Data lines:
--- --- ---
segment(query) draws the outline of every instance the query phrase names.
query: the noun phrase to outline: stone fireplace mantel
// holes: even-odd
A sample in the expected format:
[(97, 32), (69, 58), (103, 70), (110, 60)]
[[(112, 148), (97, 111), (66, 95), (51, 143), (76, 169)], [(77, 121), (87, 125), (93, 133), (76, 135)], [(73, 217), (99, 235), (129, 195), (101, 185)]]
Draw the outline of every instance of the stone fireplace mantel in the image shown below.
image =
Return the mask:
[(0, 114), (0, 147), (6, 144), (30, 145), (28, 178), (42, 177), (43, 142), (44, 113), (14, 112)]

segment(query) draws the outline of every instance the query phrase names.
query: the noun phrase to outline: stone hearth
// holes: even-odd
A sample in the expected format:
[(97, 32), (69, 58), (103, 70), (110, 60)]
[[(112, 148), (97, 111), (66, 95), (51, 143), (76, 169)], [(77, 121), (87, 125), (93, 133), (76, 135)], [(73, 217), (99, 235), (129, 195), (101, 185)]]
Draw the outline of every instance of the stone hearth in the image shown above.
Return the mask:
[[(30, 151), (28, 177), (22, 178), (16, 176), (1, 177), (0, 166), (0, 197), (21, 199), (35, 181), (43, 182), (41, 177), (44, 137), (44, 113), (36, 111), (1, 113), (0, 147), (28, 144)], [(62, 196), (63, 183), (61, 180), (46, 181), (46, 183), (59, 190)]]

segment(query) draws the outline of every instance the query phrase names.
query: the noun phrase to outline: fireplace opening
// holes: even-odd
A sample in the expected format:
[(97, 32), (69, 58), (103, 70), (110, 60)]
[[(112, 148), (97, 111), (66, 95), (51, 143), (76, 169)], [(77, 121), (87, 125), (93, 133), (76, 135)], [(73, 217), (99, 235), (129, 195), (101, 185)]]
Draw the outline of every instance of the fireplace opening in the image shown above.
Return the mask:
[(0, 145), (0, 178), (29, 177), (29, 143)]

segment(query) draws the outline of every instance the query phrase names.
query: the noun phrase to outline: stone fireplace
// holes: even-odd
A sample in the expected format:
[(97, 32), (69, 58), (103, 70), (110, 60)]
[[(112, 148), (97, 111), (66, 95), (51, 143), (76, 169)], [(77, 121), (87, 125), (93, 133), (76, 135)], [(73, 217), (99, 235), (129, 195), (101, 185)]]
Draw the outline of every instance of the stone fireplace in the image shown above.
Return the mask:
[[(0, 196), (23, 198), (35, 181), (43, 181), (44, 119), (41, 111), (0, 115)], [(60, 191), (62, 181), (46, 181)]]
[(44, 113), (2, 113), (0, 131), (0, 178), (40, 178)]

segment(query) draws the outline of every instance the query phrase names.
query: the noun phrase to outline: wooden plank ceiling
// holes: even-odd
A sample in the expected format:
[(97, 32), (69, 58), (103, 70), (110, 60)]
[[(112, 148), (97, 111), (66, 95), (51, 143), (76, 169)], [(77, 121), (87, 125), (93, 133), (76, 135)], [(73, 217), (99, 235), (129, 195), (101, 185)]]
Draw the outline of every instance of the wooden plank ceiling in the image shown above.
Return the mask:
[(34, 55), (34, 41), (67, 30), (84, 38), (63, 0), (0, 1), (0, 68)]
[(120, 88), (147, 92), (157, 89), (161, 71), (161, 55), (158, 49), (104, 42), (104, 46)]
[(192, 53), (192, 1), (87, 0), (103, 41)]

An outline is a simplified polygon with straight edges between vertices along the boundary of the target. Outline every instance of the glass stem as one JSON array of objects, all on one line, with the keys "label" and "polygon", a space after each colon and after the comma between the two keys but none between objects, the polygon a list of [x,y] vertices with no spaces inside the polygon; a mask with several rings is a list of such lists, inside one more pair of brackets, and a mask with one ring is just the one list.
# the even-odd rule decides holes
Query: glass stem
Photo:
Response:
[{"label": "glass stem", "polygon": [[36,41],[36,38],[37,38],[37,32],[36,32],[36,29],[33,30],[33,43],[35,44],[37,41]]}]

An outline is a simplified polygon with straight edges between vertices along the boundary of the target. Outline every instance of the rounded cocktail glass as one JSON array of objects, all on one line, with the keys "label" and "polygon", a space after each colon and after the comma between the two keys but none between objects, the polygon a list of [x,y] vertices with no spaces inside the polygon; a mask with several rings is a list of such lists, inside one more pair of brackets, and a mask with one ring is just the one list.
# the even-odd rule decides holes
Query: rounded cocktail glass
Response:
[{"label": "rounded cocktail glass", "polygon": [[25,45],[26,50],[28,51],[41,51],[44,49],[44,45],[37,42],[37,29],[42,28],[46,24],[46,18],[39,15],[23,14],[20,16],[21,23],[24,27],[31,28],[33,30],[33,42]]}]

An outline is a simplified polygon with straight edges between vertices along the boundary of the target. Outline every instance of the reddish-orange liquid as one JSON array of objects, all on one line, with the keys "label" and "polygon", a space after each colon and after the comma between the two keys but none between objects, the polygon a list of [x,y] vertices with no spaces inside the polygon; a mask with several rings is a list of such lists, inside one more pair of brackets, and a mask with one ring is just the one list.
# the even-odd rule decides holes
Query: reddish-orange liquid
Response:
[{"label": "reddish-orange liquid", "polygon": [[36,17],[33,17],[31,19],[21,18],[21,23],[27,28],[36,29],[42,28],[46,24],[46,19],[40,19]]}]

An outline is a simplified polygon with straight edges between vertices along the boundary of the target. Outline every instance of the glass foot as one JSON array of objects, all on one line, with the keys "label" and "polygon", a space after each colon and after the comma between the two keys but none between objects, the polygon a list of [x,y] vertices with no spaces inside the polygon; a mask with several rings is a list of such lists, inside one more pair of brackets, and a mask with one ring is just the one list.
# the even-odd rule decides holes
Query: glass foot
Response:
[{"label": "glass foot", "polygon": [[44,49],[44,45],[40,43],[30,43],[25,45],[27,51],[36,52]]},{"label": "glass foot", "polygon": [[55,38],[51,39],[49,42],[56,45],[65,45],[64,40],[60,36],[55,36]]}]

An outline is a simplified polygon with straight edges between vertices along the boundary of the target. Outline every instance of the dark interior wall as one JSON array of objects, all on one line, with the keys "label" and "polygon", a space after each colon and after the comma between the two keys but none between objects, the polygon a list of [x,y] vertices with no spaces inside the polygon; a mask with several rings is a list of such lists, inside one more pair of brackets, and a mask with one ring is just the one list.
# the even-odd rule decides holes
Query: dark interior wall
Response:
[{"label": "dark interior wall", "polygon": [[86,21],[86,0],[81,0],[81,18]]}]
--- --- ---
Exercise details:
Rewrite all of the lines above, replacing "even-odd" with "nonzero" wherever it appears and leaving everything else unchanged.

Reply:
segment(query) draws the outline of every instance the query phrase names.
query: the noun phrase to outline: stone fireplace mantel
// holes: nonzero
A sample in the expected format:
[(97, 32), (69, 58), (103, 70), (110, 60)]
[[(112, 148), (97, 111), (66, 95), (51, 143), (76, 169)], [(77, 121), (87, 125), (93, 133), (76, 135)], [(73, 217), (99, 235), (129, 195), (101, 185)]]
Draw the outline of every instance of the stone fireplace mantel in the image shown below.
image =
Return the mask:
[(0, 114), (0, 147), (6, 144), (30, 145), (28, 178), (42, 177), (43, 142), (44, 113), (14, 112)]

segment(query) draws the outline of every instance the query phrase names.
query: the noun phrase to outline: stone hearth
// holes: nonzero
A sample in the expected format:
[(97, 32), (69, 58), (103, 70), (110, 60)]
[[(112, 148), (97, 111), (66, 95), (51, 143), (76, 169)], [(77, 121), (87, 125), (93, 133), (76, 135)], [(73, 217), (99, 235), (129, 195), (101, 185)]]
Draw the outline of every instance of the stone hearth in the image shown above.
Return the mask:
[[(30, 151), (28, 177), (22, 178), (16, 176), (1, 177), (0, 166), (0, 197), (21, 199), (35, 181), (43, 182), (41, 177), (44, 137), (44, 113), (36, 111), (1, 113), (0, 147), (28, 144)], [(62, 196), (63, 183), (61, 180), (46, 181), (46, 183), (59, 190)]]

segment(query) draws the outline of every instance the query phrase names.
query: the noun phrase to outline: fireplace opening
// holes: nonzero
A sample in the expected format:
[(97, 32), (69, 58), (103, 70), (110, 60)]
[[(112, 148), (97, 111), (66, 95), (51, 143), (76, 169)], [(77, 121), (87, 125), (93, 133), (76, 135)], [(73, 217), (99, 235), (129, 195), (101, 185)]]
Draw the outline of every instance of the fireplace opening in the image shown above.
Return the mask:
[(0, 145), (0, 178), (29, 177), (29, 143)]

segment(query) draws the outline of every instance the query phrase names.
query: the noun phrase to outline: stone fireplace
// holes: nonzero
A sample in the expected format:
[(97, 32), (69, 58), (103, 70), (110, 60)]
[[(112, 148), (97, 111), (66, 95), (51, 143), (76, 169)], [(77, 121), (87, 125), (93, 133), (76, 135)], [(73, 217), (99, 235), (129, 195), (101, 185)]]
Draw the outline of every instance of the stone fireplace in the image shown above.
Return the mask:
[[(0, 196), (23, 198), (35, 181), (43, 181), (44, 119), (41, 111), (0, 115)], [(60, 191), (62, 181), (46, 181)]]
[(44, 113), (2, 113), (0, 131), (0, 178), (40, 178)]

segment(query) draws the outline of every instance the query phrase names.
query: the noun phrase to outline: wooden plank ceiling
// holes: nonzero
A sample in the expected format:
[(97, 32), (69, 58), (103, 70), (110, 60)]
[[(112, 148), (97, 111), (66, 95), (51, 143), (76, 169)], [(77, 121), (87, 125), (93, 133), (76, 135)], [(73, 217), (99, 235), (129, 195), (101, 185)]]
Draw the outline of every instance of the wooden plank ceiling in the image shown above.
Return the mask:
[(34, 55), (34, 41), (67, 30), (84, 38), (63, 0), (0, 1), (0, 68)]
[(120, 88), (147, 92), (157, 89), (161, 71), (161, 55), (158, 49), (104, 42), (104, 46)]
[(192, 53), (192, 1), (87, 0), (103, 41)]

An outline is a simplified polygon with straight edges between vertices along the boundary of the target. Outline every instance of the glass stem as one JSON array of objects, all on one line, with the keys "label" and "polygon", a space after each colon and after the comma between the two keys but none between objects, the polygon a list of [x,y] vertices with no spaces inside the polygon; a mask with several rings is a list of such lists, inside one more pair of brackets, and a mask with one ring is just the one list.
# the nonzero rule decides holes
Query: glass stem
Photo:
Response:
[{"label": "glass stem", "polygon": [[36,41],[36,38],[37,38],[37,32],[36,32],[36,29],[33,30],[33,43],[35,44],[37,41]]}]

An outline is a simplified polygon with straight edges between vertices along the boundary of the target. Outline every instance of the rounded cocktail glass as one JSON array of objects, all on one line, with the keys "label" and "polygon", a space after each colon and after the comma between the two keys but none between objects, the polygon a list of [x,y] vertices with no spaces inside the polygon; a mask with several rings is a list of such lists, inside one more pair of brackets, and a mask with one ring is just the one list.
# the nonzero rule decides holes
Query: rounded cocktail glass
Response:
[{"label": "rounded cocktail glass", "polygon": [[25,45],[26,50],[28,51],[41,51],[44,49],[44,45],[37,42],[37,29],[42,28],[46,24],[46,18],[39,15],[23,14],[20,16],[21,23],[24,27],[31,28],[33,30],[33,42]]}]

An outline is a simplified polygon with straight edges between vertices along the boundary of the target. Outline every instance of the reddish-orange liquid as one JSON array of objects, all on one line, with the keys "label" and "polygon", a space after each colon and after the comma between the two keys but none between objects, the polygon a list of [x,y] vertices with no spaces inside the polygon; a mask with several rings is a list of such lists, inside one more pair of brackets, and a mask with one ring is just the one list.
# the nonzero rule decides holes
Query: reddish-orange liquid
Response:
[{"label": "reddish-orange liquid", "polygon": [[36,17],[33,17],[31,19],[21,18],[21,23],[27,28],[36,29],[42,28],[46,24],[46,19],[40,19]]}]

An outline is a simplified polygon with straight edges between vertices along the boundary of the target. Outline every instance of the glass foot as one JSON array of objects, all on one line, with the keys "label" and "polygon", a space after each colon and after the comma between the two keys but none between objects, the polygon a list of [x,y] vertices with no spaces inside the polygon; a mask with several rings is a list of such lists, inside one more pair of brackets, and a mask with one ring is just the one list.
# the nonzero rule decides holes
Query: glass foot
Response:
[{"label": "glass foot", "polygon": [[44,49],[44,45],[40,43],[30,43],[25,45],[27,51],[36,52]]},{"label": "glass foot", "polygon": [[55,38],[51,39],[49,42],[56,45],[65,45],[64,40],[60,36],[55,36]]}]

An outline is a simplified polygon with straight edges between vertices along the boundary of the target. Outline every instance of the dark interior wall as one JSON array of objects, all on one line, with the keys "label" and "polygon", a space after each colon and after the comma between the two keys but none between objects, the polygon a list of [x,y] vertices with no spaces inside the polygon; a mask with several rings is a list of such lists, inside one more pair of brackets, and a mask with one ring is just the one list.
# the nonzero rule decides holes
Query: dark interior wall
Response:
[{"label": "dark interior wall", "polygon": [[86,21],[86,0],[81,0],[81,18]]}]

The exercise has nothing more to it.